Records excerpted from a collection

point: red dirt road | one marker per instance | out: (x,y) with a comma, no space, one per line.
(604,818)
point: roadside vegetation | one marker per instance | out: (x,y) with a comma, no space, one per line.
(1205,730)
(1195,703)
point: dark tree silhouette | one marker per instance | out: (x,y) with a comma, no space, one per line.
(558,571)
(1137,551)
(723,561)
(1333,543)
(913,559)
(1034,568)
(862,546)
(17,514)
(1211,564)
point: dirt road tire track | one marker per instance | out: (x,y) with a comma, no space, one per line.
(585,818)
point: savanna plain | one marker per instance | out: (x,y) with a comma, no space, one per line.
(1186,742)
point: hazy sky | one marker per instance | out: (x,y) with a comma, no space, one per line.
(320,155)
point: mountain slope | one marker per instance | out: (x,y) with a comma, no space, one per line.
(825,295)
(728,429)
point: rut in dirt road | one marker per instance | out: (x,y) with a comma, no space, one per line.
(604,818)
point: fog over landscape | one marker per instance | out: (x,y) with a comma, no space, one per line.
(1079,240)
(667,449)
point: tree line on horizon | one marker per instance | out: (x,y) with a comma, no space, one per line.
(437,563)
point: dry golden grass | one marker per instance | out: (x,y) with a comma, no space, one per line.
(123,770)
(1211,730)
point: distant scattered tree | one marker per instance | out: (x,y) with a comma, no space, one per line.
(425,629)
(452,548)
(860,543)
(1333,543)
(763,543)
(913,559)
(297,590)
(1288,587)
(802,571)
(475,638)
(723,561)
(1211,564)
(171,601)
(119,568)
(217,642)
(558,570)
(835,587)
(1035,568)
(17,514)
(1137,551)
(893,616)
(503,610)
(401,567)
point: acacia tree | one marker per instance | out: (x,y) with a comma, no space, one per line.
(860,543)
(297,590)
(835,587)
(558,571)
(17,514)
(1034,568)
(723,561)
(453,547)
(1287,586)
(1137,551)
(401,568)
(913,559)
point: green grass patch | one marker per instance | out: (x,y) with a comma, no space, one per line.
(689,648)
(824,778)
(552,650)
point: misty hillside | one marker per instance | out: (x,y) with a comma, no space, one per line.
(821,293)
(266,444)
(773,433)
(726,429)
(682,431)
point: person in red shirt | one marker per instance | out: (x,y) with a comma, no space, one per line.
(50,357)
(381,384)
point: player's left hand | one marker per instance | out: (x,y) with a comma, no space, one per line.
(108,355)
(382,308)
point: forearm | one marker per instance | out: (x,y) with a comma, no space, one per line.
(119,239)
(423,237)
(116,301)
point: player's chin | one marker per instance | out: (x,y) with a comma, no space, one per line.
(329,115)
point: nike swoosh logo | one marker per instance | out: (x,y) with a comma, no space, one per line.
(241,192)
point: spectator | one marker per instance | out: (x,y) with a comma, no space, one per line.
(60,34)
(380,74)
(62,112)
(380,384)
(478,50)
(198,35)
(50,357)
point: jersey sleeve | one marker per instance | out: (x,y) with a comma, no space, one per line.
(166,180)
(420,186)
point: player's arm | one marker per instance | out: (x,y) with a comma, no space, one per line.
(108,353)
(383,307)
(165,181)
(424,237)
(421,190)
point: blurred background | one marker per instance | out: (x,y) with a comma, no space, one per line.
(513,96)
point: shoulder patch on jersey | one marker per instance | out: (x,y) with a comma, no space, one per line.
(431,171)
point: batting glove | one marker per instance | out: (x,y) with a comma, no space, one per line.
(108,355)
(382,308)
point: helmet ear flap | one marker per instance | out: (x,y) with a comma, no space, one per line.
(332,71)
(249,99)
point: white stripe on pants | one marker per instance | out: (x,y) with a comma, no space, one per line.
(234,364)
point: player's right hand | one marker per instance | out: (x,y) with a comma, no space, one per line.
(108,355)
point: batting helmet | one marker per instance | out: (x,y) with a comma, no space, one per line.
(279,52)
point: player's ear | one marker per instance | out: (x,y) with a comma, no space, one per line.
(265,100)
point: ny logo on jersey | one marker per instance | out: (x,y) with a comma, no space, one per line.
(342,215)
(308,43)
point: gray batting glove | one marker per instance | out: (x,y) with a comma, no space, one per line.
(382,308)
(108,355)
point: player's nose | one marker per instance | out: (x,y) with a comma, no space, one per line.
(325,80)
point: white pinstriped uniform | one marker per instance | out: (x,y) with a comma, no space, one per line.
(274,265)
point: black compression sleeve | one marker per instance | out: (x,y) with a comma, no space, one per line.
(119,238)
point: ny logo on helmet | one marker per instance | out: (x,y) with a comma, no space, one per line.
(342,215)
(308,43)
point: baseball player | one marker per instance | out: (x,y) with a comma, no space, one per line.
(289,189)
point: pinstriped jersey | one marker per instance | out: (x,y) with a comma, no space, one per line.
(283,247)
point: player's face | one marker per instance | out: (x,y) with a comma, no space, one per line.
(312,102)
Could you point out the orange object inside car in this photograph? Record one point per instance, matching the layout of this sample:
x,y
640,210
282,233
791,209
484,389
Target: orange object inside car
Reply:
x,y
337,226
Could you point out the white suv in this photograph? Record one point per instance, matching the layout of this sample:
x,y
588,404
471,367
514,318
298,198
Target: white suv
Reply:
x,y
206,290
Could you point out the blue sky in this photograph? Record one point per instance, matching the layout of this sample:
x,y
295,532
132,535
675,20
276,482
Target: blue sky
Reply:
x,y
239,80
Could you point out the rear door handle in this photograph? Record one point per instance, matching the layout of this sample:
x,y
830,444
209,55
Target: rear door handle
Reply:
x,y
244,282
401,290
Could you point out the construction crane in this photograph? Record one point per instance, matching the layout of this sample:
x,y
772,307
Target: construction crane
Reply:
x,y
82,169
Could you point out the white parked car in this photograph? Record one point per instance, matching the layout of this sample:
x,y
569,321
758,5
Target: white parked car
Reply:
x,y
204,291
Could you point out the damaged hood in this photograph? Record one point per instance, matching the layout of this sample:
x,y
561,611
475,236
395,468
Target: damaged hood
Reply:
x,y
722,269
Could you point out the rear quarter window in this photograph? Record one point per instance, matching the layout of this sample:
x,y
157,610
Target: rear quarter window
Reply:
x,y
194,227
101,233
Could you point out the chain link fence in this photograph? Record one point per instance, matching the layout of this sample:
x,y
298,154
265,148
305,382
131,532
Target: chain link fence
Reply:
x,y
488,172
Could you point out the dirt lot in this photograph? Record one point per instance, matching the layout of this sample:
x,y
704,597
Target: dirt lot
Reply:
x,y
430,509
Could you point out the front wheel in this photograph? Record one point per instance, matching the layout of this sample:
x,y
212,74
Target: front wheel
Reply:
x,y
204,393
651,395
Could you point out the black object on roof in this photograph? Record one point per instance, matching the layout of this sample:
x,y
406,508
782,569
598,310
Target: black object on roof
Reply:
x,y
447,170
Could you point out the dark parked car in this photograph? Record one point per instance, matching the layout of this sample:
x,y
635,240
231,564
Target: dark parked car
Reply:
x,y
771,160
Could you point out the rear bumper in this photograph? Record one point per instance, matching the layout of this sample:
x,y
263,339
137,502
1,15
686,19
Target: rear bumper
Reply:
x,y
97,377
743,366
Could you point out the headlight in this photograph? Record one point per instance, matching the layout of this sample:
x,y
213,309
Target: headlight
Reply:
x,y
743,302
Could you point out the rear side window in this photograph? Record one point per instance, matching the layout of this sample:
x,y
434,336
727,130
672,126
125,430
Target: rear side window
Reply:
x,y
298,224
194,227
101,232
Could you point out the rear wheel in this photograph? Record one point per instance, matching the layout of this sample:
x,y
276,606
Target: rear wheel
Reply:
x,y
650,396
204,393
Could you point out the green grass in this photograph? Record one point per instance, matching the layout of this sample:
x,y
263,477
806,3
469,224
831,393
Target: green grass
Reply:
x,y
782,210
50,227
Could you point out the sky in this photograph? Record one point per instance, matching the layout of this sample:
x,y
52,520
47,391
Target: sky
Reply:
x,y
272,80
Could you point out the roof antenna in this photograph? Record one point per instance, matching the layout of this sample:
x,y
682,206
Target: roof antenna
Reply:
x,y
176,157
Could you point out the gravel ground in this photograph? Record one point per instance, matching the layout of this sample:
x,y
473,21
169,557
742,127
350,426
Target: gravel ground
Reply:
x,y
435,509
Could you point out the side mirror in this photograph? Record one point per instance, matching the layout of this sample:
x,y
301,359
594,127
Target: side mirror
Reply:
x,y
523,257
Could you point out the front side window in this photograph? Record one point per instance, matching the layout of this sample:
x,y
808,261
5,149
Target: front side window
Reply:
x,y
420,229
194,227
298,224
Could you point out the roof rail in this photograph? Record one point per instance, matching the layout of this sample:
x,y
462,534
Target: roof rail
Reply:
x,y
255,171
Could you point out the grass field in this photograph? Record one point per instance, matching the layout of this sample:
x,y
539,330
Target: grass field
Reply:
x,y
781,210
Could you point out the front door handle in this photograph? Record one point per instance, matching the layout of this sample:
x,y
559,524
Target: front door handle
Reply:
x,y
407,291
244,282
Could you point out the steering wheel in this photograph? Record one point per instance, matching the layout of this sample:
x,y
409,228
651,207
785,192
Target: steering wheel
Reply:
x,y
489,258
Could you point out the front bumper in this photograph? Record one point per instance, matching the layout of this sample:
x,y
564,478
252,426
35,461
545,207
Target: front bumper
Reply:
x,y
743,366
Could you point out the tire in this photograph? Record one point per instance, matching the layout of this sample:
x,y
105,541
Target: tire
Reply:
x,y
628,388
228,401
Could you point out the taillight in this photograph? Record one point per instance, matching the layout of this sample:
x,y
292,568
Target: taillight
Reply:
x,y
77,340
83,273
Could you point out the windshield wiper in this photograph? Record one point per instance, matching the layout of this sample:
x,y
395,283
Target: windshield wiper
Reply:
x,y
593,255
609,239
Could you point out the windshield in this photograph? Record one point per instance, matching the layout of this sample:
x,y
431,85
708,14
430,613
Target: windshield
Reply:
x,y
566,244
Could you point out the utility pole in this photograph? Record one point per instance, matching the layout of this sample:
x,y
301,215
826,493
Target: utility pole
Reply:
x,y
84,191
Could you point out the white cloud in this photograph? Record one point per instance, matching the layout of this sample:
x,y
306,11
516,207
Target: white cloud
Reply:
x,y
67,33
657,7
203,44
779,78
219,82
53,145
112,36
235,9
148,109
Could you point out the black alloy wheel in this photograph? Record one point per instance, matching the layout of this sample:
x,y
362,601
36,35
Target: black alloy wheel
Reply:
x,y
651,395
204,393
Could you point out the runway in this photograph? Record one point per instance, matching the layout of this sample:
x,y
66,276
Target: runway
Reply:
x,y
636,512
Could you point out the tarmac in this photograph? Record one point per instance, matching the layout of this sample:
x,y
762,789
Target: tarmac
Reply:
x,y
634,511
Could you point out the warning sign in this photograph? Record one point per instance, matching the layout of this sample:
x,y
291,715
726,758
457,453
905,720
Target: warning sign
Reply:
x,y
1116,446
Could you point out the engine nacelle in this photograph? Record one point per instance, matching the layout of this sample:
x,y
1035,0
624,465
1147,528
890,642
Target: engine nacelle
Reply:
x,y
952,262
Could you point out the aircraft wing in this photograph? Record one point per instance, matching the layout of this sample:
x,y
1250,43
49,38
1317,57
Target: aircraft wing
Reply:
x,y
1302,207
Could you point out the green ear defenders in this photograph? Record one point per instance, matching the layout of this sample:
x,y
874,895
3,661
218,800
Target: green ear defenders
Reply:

Your instructions
Collect every line with the string "cloud" from the records, and copy each.

Answer to this task
Could you point out the white cloud in this photograph? Record one point per instance, matching the layout of this sample:
Target: white cloud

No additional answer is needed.